**PROBLEM DESCRIPTION**
Scan the lines below; pull out those with "gable".

**RECORD SET**
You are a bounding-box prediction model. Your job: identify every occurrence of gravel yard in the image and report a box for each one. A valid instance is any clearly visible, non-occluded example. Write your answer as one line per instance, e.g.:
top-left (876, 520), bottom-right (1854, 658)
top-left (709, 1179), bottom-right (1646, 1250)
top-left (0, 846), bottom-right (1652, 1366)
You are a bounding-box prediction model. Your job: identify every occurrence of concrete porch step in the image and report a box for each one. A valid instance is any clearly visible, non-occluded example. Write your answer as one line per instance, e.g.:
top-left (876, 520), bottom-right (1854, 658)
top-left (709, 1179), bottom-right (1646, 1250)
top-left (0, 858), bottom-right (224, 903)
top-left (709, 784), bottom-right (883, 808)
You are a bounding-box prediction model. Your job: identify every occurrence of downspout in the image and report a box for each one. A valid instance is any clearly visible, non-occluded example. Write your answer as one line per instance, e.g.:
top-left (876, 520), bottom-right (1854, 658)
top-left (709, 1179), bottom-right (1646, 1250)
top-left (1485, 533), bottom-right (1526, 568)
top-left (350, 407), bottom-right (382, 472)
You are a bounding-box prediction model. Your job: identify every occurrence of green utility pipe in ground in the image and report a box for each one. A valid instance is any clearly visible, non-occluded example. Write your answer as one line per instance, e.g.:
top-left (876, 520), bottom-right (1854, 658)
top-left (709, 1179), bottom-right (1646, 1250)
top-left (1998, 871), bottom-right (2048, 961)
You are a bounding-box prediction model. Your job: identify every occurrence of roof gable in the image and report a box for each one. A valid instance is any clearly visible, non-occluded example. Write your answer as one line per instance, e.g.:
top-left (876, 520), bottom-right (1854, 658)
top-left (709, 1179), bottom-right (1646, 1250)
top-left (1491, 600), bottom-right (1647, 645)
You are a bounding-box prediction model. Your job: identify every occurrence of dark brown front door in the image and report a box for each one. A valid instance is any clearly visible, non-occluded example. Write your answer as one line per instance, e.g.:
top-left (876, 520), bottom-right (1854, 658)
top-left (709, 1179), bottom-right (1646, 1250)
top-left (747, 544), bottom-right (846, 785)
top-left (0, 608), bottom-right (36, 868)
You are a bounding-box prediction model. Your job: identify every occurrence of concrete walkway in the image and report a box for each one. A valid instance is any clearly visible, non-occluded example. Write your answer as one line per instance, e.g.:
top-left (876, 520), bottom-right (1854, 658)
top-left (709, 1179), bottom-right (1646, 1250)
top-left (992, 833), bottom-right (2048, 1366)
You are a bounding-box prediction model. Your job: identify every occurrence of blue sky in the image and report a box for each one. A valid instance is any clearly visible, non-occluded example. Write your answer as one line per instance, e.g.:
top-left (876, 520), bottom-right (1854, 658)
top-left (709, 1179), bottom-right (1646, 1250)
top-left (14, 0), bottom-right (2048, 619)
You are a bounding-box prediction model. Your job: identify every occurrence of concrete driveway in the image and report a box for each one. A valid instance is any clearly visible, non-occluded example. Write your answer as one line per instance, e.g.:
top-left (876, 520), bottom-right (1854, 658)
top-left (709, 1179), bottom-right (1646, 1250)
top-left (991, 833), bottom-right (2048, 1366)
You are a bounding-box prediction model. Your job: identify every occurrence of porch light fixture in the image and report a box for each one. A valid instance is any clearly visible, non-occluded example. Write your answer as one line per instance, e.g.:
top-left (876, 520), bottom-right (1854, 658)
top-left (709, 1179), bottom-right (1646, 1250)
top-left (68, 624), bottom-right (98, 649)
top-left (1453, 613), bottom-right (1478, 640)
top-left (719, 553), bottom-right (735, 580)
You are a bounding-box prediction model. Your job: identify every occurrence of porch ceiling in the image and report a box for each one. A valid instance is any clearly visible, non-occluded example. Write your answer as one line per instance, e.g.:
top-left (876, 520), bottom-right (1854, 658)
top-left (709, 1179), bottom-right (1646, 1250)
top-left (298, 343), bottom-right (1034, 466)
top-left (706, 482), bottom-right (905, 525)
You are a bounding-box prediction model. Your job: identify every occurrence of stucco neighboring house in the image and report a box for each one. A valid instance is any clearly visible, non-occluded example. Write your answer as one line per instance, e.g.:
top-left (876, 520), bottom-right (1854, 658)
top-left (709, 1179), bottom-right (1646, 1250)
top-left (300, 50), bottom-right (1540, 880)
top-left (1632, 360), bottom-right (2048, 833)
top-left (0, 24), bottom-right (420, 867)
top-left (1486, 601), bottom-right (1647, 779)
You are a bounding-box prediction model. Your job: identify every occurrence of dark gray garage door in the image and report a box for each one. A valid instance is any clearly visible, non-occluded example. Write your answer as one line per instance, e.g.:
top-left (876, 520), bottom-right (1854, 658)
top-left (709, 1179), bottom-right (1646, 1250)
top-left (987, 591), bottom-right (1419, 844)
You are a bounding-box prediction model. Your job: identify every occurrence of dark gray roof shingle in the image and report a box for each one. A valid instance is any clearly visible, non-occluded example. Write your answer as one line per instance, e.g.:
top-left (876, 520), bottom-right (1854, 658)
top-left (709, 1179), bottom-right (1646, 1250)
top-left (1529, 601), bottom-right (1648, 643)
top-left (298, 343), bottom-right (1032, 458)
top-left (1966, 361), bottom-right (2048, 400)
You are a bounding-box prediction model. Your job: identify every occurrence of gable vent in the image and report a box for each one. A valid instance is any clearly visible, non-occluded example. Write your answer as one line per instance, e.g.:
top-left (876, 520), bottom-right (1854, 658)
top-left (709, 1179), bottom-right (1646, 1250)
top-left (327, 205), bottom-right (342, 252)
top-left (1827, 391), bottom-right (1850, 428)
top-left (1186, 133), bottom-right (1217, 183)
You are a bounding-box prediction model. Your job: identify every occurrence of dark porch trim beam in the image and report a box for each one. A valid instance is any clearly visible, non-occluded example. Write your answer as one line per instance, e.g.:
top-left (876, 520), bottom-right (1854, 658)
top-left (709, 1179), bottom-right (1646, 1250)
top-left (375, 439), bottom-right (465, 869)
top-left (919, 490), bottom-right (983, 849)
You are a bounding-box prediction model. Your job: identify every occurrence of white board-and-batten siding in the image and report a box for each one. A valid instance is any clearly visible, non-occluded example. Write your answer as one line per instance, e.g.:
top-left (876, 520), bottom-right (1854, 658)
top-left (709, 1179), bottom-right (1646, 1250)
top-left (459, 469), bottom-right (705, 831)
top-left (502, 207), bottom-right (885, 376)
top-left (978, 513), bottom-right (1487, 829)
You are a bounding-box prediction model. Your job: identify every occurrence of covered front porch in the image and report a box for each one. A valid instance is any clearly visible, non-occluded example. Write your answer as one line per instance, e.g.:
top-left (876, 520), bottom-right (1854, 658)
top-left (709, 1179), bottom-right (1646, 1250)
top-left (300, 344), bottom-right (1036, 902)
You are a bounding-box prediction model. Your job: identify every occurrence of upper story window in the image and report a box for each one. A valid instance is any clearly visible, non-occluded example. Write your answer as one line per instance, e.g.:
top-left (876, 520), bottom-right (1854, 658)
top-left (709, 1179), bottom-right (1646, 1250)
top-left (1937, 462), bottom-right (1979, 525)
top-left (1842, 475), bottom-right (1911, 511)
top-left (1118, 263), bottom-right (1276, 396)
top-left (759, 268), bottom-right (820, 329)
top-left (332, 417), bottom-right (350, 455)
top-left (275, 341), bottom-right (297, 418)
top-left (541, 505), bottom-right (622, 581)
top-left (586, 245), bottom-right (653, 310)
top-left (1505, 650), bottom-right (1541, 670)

**RESPONSE**
You are a bounding-box prediction model. Your job: identify every occurrence of roof gable in the image and report a box for each one. A valid instance is any clearly visible, non-occluded example. Write your answer as one line per instance, e.g.:
You are a bounding-box prediction model. Your job: identify every occurrence of gable vent in the image and report a box for each one. A valid instance is any clearly visible, non-occluded example. Write your answer as one line per instance, e.g.:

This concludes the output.